* **REQUIRED ACTION 1**:
In the abstract below on GAPDH inactivation, how much faster was isolated mammalian GAPDH inactivated by H(2)O(2) in 25 mM bicarbonate than in bicarbonate-free buffer of the same pH?
* **REQUIRED ACTION 2**:
Translate this sentence from the abstract on GAPDH inactivation into Spanish: "Here, we show that inactivation by hydrogen peroxide is strongly enhanced in the presence of carbon dioxide/bicarbonate."

* **PASSAGE SHOWN**:
Carbon dioxide/bicarbonate is required for sensitive inactivation of mammalian glyceraldehyde-3-phosphate dehydrogenase by hydrogen peroxide

Glyceraldehyde-3-phosphate dehydrogenase (GAPDH) contains an active site Cys and is one of the most sensitive cellular enzymes to oxidative inactivation and redox regulation. Here, we show that inactivation by hydrogen peroxide is strongly enhanced in the presence of carbon dioxide/bicarbonate. Inactivation of isolated mammalian GAPDH by H(2)O(2) increased with increasing bicarbonate concentration and was sevenfold faster in 25 mM (physiological) bicarbonate compared with bicarbonate-free buffer of the same pH. H(2)O(2) reacts reversibly with CO(2) to form a more reactive oxidant, peroxymonocarbonate (HCO(4)(−)), which is most likely responsible for the enhanced inactivation. However, to account for the extent of enhancement, we propose that GAPDH must facilitate formation and/or targeting of HCO(4)(−) to promote its own inactivation. Inactivation of intracellular GAPDH was also strongly enhanced by bicarbonate: treatment of Jurkat cells with 20 µM H(2)O(2) in 25 mM bicarbonate buffer for 5 min caused almost complete GAPDH inactivation, but no loss of activity when bicarbonate was not present. H(2)O(2)-dependent GAPDH inhibition in bicarbonate buffer was observed even in the presence of reduced peroxiredoxin 2 and there was a significant increase in cellular glyceraldehyde-3-phosphate/dihydroxyacetone phosphate. Our results identify an unrecognized role for bicarbonate in enabling H(2)O(2) to influence inactivation of GAPDH and potentially reroute glucose metabolism from glycolysis to the pentose phosphate pathway and NAPDH production. They also demonstrate what could be wider interplay between CO(2) and H(2)O(2) in redox biology and the potential for variations in CO(2) metabolism to influence oxidative responses and redox signaling.

* **DATA SUPPLIED**:
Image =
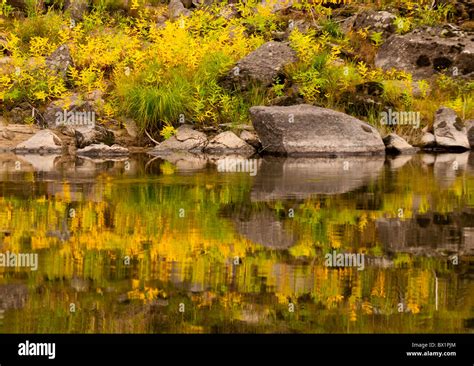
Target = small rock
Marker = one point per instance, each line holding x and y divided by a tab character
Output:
428	140
308	130
185	139
95	135
228	143
251	138
72	111
102	150
8	135
44	141
397	145
176	9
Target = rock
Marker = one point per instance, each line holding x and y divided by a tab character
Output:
44	141
102	150
77	8
397	145
428	140
375	21
7	135
72	111
308	130
229	143
251	138
185	139
87	136
449	130
13	134
470	131
176	9
423	52
261	66
60	60
13	296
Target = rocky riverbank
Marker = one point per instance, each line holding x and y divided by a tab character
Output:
353	81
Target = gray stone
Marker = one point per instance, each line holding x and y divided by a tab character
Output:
302	177
229	143
449	130
185	139
72	111
264	229
423	52
185	161
251	138
397	145
308	130
470	131
261	66
44	141
102	150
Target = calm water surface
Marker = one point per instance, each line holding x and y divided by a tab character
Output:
175	246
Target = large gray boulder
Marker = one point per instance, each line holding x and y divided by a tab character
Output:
229	143
185	139
449	130
396	145
43	142
77	8
425	51
261	66
308	130
176	9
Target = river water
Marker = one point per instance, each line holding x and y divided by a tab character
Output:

* **EXERCISE SOLUTION 1**:
Sevenfold faster.

* **EXERCISE SOLUTION 2**:
Aquí mostramos que la inactivación por peróxido de hidrógeno se potencia fuertemente en presencia de dióxido de carbono/bicarbonato.